• [What you have to do] Quote the entries below word for word, leaving out the pictures.

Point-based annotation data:
================================
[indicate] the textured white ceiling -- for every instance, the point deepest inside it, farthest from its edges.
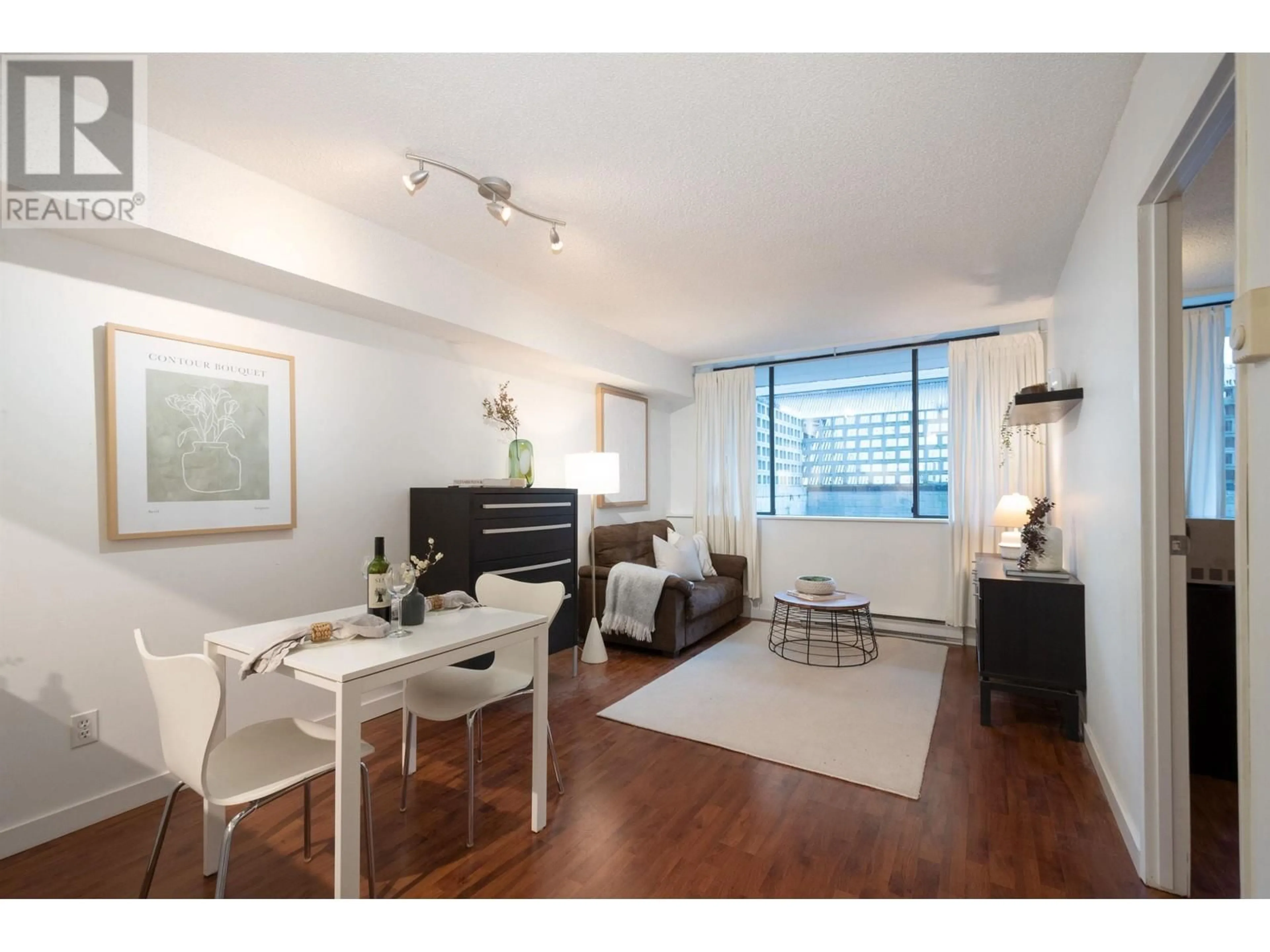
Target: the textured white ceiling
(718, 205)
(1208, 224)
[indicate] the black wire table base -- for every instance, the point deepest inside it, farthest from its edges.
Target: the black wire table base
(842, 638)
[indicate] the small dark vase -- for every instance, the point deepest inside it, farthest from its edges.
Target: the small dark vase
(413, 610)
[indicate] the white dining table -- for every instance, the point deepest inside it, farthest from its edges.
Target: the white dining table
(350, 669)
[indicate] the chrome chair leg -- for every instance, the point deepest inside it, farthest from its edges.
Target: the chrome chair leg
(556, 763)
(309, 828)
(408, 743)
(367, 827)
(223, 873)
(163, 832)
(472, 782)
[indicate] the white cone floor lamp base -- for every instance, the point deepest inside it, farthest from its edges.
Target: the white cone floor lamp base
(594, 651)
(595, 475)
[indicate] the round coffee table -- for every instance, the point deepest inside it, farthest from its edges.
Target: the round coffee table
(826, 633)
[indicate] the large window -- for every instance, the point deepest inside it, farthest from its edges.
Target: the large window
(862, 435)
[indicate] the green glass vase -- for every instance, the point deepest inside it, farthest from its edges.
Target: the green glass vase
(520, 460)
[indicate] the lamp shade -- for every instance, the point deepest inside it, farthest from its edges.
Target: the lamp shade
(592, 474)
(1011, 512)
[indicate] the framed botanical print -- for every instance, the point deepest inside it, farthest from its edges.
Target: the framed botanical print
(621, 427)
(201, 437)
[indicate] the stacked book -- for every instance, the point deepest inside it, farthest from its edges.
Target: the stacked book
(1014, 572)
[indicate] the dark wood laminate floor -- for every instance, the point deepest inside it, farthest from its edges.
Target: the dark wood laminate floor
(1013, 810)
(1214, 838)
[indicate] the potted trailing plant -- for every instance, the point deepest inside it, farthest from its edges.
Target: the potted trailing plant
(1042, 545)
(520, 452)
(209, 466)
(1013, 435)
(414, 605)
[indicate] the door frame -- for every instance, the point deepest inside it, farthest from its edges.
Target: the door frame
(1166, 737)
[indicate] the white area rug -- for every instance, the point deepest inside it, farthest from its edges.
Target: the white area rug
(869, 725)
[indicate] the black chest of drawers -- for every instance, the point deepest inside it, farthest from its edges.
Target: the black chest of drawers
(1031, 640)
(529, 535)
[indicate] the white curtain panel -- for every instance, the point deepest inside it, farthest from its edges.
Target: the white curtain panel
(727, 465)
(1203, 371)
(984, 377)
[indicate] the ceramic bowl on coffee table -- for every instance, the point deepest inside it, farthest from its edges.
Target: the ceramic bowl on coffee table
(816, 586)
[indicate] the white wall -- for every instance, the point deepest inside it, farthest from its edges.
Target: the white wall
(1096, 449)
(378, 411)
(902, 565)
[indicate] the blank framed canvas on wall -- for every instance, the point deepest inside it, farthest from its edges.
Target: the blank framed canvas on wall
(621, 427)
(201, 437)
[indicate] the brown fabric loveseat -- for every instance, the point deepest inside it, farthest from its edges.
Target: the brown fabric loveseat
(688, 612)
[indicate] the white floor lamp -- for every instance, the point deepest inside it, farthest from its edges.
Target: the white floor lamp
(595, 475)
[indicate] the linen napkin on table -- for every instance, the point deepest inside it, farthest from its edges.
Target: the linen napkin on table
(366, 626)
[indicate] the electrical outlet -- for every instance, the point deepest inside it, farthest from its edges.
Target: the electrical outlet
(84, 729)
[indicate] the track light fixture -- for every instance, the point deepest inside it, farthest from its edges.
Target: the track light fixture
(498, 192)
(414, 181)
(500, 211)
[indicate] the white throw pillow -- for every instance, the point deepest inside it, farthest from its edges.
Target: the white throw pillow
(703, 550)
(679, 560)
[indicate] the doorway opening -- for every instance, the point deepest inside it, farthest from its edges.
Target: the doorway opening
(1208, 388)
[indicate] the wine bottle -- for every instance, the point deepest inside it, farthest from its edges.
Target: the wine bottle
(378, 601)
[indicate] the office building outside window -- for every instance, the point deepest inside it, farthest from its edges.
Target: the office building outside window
================================
• [Solution for this task]
[indicate] the textured white ceiling -- for every instance, the point deepest inside it, farthest from its edges.
Target: the textured white ceiling
(718, 205)
(1208, 224)
[indicate] the black wire table base -- for every instance, the point deepest inside it, farthest from its edges.
Target: the black wire table base
(842, 638)
[indicate] the small dark vase -- for every instance, the point deepest inside it, farthest from its edges.
Target: the small dark vase
(413, 610)
[indicate] the white dining table -- for every instance, the point deepest inside it, farthest from its edges.
Target: the white dining table
(350, 669)
[indicate] the chrome chair leg -- for every instance, the point deepest inside it, farthest from its edges.
Target: the chrome chair leg
(556, 763)
(309, 828)
(408, 743)
(367, 827)
(223, 873)
(163, 832)
(472, 782)
[indicate] the white cone floor lamp base -- for every instance, the point deepest inside it, farthest from its edges.
Target: the white cone floor lamp base
(594, 651)
(595, 475)
[indicate] the round coffee table -- for every instance, the point deepest inside it, farthest from its edges.
Target: the round coffee table
(826, 633)
[indicate] the large window -- for every instance, the point deepest inside it, farthest from its edges.
Target: the large window
(862, 435)
[indicate] the green glass vase -- for every instance, the point deepest inside it, farthest from its edges.
Target: the green glass vase
(520, 460)
[indicate] the lamp shade -- for every instance, the point deepest inside it, farthest from its edges.
Target: the lamp shade
(592, 474)
(1011, 512)
[indicate] the framed botanical print -- for every instance, the point deepest inside it, farthest from its edges.
Target: the framed botanical print
(621, 427)
(201, 437)
[indicate] the stacked book -- for every instance, the point deepest inside it, farthest from its edges.
Target: the stacked book
(1014, 572)
[indicate] the dark wood laminate floor -- for every instance, the point deepest inside it, farthest from its edges.
Target: the dark wood laminate floor
(1013, 810)
(1214, 838)
[indicate] the potted trailing plant -- for every instance, the point deepest inside it, farthest from its edges.
Target: the potted trailing plant
(1042, 545)
(520, 452)
(209, 466)
(1013, 435)
(414, 605)
[indicate] the door frame -- for every instance, the point deepest inside it, farthest from its edges.
Target: the door frame
(1166, 737)
[indicate] the white area rug -- for every instance, the point deepest inside it, farthest from its edges.
Target: the white area rug
(869, 725)
[indicate] the black chest of drawers -- for every instance, the point deepest inside it, farthest from its edges.
Target: the black chest of drawers
(1031, 640)
(529, 535)
[indicate] the white curtain panel -- for every instance, the point deepest inside it, farthest from its edges.
Target: the white curtain panel
(727, 465)
(1203, 371)
(984, 377)
[indicate] the ceramic bowl on coffee table -- for every instance, the point deepest inside it, farthest from its edges.
Target: the ceramic bowl on coffee table
(816, 586)
[indicate] the white wall -- for every instance, the point deepest inside it, farthest from its edges.
Target: the white wall
(1096, 449)
(378, 411)
(902, 565)
[indicate] the blank framed canvas on wall -- for every instance, the point deepest inside it, farthest from its edges.
Target: the blank framed canvas on wall
(621, 427)
(201, 437)
[indicate] the brown fabric loveseat -- for every instance, the point deepest inside it, farthest from its edges.
Target: the brown fabric loveseat
(688, 612)
[indicate] the white floor lamp -- for every instance, the point deepest inside it, farthest from its edges.
Target: the white floor lamp
(595, 475)
[indicate] the linen napkin on table -- for every instance, the point deepest inside it, farthest from its edges.
Target: the linen napkin on table
(366, 626)
[indicate] the electrical outlet -- for every instance, the point deepest inside it, farthest from its edges.
Target: the electrical outlet
(84, 729)
[indicate] the track light fixture -- for every instance, the point deepest inside it, farthest from its edges.
Target: the track light fixture
(498, 192)
(414, 181)
(500, 211)
[indicate] the white throw pillow -- for every instance, the point deepest inside it, farthest from its edges.
Target: the white throw pillow
(703, 550)
(679, 560)
[indicate] the doorway opening -- for every instance, the point deepest inside it, farthest from its edges.
Target: the doorway opening
(1208, 388)
[indicate] the wine bottle -- for every instance, the point deepest inside it, farthest from its edges.
Target: the wine bottle
(378, 601)
[indicate] the office building outside window -- for every instance, the point deepest inside it, farthest from its edges.
Target: the office building outside window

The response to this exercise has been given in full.